[[ Task input open ]]

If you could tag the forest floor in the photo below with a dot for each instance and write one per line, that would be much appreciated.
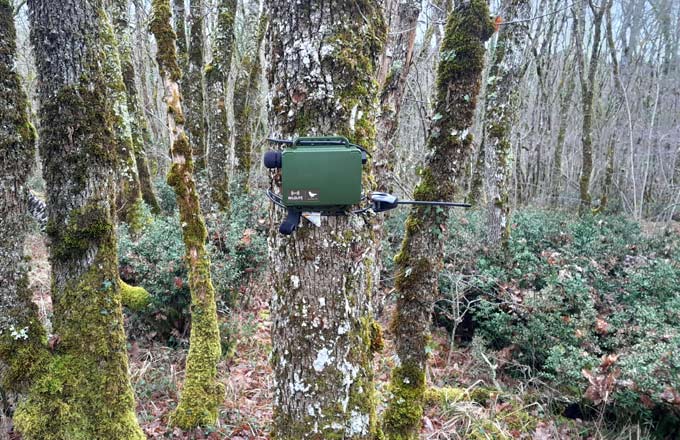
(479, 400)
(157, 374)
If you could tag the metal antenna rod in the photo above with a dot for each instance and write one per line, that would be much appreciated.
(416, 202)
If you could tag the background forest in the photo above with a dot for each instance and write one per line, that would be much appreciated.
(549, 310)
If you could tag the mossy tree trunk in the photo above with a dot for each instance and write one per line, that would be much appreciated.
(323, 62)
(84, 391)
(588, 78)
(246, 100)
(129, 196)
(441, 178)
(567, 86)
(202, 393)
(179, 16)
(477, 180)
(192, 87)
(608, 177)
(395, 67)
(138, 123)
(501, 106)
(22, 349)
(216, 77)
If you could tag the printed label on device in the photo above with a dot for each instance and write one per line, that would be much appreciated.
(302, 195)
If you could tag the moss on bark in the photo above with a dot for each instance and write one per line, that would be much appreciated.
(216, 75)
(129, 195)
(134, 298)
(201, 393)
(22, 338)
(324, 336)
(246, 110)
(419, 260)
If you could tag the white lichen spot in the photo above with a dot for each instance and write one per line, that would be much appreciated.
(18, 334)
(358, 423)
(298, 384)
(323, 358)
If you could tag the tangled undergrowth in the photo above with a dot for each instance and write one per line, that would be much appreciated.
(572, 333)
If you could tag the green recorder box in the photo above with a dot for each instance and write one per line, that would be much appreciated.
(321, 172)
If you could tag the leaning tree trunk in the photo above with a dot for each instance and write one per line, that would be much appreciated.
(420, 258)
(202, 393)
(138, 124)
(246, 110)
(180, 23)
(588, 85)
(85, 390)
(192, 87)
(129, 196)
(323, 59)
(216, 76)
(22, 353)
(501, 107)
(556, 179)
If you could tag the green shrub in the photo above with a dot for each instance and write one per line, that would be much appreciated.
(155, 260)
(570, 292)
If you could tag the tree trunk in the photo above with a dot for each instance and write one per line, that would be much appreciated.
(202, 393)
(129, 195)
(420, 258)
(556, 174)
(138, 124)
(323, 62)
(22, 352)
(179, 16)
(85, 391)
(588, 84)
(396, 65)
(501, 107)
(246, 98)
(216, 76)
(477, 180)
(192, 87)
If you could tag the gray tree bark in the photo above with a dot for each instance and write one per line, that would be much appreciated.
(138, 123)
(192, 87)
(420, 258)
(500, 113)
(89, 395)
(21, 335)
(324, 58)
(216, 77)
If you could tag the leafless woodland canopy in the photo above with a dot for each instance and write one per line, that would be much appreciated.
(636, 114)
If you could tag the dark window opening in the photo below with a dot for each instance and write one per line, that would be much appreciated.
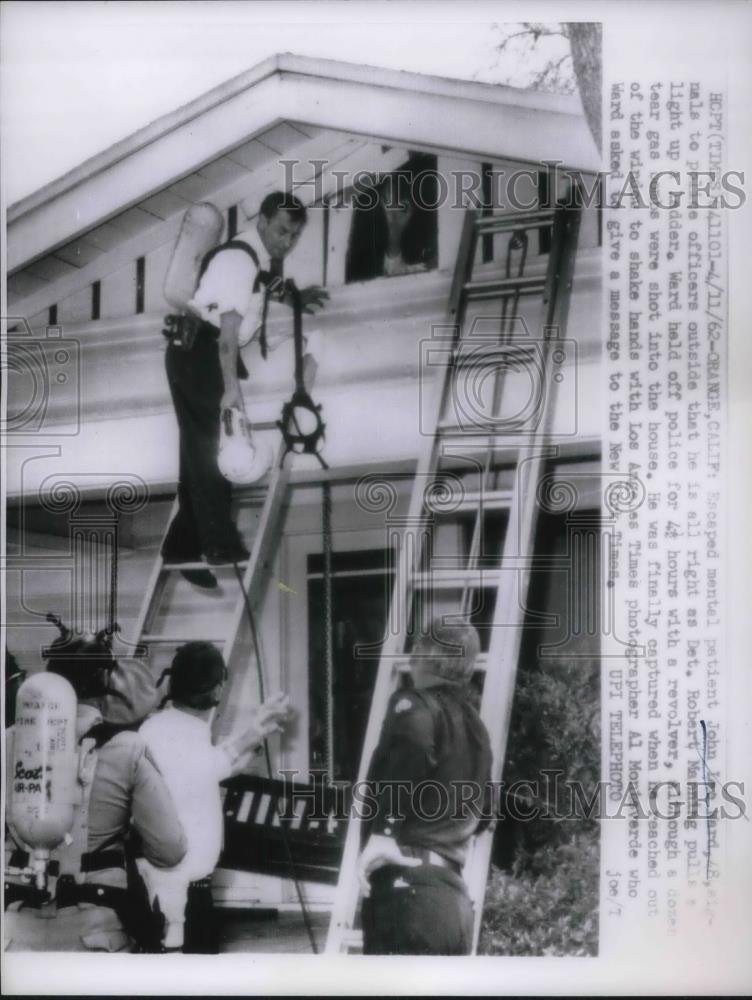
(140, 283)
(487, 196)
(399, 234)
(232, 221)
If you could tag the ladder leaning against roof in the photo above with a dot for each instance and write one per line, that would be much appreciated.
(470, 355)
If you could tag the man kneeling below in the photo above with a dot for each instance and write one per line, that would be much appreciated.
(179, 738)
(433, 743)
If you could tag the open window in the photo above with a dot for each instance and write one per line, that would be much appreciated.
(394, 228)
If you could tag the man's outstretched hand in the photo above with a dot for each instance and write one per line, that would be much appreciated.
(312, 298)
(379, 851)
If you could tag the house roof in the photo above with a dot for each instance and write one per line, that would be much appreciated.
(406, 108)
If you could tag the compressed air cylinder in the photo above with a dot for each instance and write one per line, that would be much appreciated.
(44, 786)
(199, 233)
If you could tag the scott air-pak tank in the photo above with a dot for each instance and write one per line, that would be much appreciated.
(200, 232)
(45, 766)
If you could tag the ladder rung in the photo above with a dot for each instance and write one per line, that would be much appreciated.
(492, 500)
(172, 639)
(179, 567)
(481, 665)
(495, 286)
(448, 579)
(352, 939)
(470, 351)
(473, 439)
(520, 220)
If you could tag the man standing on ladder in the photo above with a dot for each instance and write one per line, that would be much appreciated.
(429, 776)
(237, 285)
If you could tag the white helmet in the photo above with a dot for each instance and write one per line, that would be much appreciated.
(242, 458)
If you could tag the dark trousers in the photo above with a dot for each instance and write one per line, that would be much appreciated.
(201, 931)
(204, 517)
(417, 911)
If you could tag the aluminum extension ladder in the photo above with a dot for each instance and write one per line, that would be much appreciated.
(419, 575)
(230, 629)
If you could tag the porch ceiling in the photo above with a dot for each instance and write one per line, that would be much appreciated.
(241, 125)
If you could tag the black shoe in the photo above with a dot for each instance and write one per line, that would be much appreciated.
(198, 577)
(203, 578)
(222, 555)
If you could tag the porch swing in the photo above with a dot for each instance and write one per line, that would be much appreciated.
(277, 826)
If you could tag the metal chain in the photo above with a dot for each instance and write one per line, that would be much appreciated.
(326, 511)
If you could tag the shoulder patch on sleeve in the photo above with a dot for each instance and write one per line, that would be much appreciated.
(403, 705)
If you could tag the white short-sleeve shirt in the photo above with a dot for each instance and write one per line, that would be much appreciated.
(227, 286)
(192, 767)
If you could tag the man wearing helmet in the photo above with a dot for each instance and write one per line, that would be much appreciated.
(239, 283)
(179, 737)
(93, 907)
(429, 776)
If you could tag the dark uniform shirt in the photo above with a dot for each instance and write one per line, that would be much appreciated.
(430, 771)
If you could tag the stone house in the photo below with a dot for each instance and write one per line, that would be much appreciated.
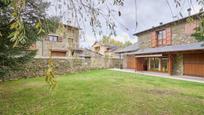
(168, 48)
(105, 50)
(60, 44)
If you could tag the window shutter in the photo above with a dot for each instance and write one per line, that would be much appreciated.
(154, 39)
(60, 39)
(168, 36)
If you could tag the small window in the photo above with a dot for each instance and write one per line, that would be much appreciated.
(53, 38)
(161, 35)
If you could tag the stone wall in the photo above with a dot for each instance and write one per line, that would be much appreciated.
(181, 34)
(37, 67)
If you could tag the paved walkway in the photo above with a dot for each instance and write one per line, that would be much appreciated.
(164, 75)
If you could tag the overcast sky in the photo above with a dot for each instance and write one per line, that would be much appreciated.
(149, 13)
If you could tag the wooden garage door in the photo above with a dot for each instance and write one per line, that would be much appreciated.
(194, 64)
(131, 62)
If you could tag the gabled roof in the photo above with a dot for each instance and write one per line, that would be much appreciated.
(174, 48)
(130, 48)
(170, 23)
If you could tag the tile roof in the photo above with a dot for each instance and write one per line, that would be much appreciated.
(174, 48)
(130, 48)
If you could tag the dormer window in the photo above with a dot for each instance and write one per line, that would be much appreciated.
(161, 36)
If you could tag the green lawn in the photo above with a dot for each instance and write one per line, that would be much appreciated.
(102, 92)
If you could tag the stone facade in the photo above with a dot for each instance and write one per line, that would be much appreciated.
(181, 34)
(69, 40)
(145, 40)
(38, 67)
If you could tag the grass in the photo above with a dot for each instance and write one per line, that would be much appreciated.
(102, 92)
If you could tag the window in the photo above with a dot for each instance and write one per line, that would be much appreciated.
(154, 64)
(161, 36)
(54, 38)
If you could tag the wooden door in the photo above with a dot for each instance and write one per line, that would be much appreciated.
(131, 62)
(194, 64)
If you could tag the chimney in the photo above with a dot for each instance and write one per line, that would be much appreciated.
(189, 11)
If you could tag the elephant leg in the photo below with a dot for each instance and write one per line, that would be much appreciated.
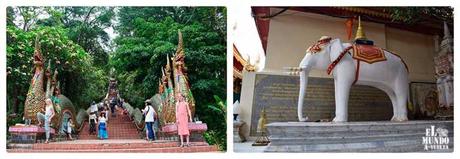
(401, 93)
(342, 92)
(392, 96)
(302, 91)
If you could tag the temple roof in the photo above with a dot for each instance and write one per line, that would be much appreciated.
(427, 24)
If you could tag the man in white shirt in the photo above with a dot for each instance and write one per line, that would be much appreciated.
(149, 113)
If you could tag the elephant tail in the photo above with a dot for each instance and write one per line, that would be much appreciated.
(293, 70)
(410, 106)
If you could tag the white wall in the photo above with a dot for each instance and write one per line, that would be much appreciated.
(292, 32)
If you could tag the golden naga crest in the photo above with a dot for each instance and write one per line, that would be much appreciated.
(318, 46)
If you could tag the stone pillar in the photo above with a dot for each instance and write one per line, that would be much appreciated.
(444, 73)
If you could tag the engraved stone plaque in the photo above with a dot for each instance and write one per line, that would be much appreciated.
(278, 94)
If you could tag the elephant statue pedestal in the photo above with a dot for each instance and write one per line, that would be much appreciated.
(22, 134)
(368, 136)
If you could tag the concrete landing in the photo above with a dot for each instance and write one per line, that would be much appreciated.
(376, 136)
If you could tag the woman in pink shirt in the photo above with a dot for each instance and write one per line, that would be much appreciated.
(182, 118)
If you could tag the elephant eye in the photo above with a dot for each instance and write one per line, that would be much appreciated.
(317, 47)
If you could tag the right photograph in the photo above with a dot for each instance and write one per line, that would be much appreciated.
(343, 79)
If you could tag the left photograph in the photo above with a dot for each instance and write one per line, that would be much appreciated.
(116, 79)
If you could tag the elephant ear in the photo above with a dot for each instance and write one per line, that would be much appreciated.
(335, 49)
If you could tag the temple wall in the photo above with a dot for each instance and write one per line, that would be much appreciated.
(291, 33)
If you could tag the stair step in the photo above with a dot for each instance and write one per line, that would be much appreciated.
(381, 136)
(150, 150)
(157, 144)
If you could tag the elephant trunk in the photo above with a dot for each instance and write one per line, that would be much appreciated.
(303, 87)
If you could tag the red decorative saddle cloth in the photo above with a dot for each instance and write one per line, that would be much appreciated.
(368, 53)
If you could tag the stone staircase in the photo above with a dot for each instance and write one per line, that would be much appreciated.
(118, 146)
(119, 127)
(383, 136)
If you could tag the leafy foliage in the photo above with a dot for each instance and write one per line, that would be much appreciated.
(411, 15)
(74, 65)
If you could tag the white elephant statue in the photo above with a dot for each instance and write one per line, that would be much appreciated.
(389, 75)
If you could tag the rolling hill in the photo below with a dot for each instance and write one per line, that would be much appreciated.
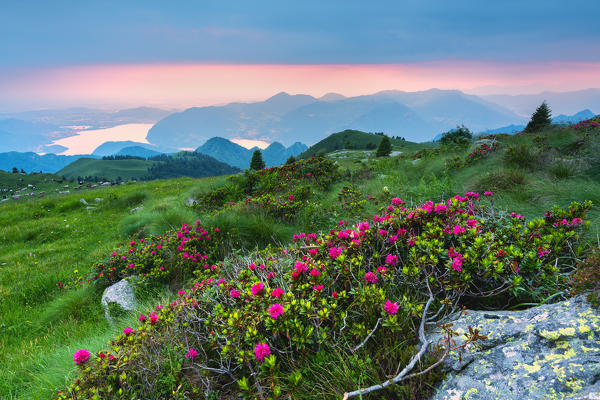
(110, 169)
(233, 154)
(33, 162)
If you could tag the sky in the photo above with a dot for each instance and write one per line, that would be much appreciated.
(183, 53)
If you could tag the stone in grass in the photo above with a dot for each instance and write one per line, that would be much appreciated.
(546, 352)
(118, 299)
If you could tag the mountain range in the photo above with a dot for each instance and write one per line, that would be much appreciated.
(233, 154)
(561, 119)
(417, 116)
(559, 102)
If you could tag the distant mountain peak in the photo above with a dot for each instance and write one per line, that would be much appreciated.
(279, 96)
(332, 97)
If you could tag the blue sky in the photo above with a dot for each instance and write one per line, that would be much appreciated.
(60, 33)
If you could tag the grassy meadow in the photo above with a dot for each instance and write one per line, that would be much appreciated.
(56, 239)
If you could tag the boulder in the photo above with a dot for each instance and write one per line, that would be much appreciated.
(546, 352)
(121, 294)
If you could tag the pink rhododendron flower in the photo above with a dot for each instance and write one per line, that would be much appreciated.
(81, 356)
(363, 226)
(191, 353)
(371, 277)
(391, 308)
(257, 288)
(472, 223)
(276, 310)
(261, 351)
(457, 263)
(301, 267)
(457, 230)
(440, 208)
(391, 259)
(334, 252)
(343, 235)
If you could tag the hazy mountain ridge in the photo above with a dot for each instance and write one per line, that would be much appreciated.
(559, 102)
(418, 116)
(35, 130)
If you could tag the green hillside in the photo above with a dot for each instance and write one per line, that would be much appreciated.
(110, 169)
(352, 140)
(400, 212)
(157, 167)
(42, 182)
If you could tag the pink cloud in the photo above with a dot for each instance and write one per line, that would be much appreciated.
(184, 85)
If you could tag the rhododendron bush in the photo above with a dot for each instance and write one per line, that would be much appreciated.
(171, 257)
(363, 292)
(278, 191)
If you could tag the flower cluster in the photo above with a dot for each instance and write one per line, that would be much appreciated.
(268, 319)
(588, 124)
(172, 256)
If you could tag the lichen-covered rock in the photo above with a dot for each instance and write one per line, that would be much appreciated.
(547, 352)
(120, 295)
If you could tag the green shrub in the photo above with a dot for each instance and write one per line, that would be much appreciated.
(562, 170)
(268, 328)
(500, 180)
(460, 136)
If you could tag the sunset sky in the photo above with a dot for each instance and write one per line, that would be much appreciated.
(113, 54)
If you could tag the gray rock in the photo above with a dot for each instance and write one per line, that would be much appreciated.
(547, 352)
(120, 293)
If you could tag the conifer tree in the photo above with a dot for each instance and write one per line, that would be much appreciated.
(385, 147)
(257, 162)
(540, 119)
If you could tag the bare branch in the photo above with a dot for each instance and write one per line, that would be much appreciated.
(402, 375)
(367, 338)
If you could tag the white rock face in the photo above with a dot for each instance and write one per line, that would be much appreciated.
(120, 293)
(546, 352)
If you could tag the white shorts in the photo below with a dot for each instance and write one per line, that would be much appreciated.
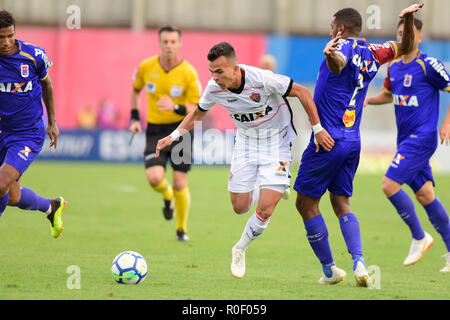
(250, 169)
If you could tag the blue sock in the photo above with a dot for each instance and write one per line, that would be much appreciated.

[[ Task input closed ]]

Output exactly the lines from the one containing "If you could tag the pink cloud" through the last line of the records above, both included, and leave out the pictures.

Result of the task »
If you could tag the pink cloud in the photo above with a dot for each instance and write one per line, that would be much appreciated.
(184, 85)
If you could tag the rhododendron bush in the photo above with a dot for each instance and write one per line, that would be much appreciated.
(171, 257)
(363, 292)
(278, 191)
If you could tag the flower cluster in the photo above with a dot for each instance and write one per line, that would be much appreciated.
(268, 319)
(588, 124)
(172, 256)
If you could tag the lichen-covered rock in the photo above with a dot for each instance and write one per line, that would be much appreciated.
(547, 352)
(120, 295)
If you could tag the green shrub in the photo above with a dot for each instance and write one per line, that would be much appreciated.
(562, 170)
(268, 328)
(500, 180)
(460, 136)
If you could tag the sunset sky in the photo above with a dot for each instance and write one per line, that would be much appreciated.
(113, 54)
If you could tag the gray rock in the photo above with a dot for each instance and write one per line, that would be much appreciated.
(547, 352)
(120, 293)
If you could tag the conifer tree in the photo above with a dot for each instance and write one per line, that would be much appreciated.
(385, 147)
(257, 162)
(540, 119)
If you could tag the bare branch in the photo above with a dot for each instance and write one per line, that would be much appreciated.
(402, 375)
(367, 338)
If you could tag the white rock face in the photo above with a dot for each instance and write one per line, that would be much appreciated.
(120, 293)
(546, 352)
If you could tag the white shorts in the photo below with a dot for each instance and write one per line, that would be much appreciated.
(250, 169)
If you could tag the blue sock in the photo above with a dot for each instance and write one per line, that would be much appreciated.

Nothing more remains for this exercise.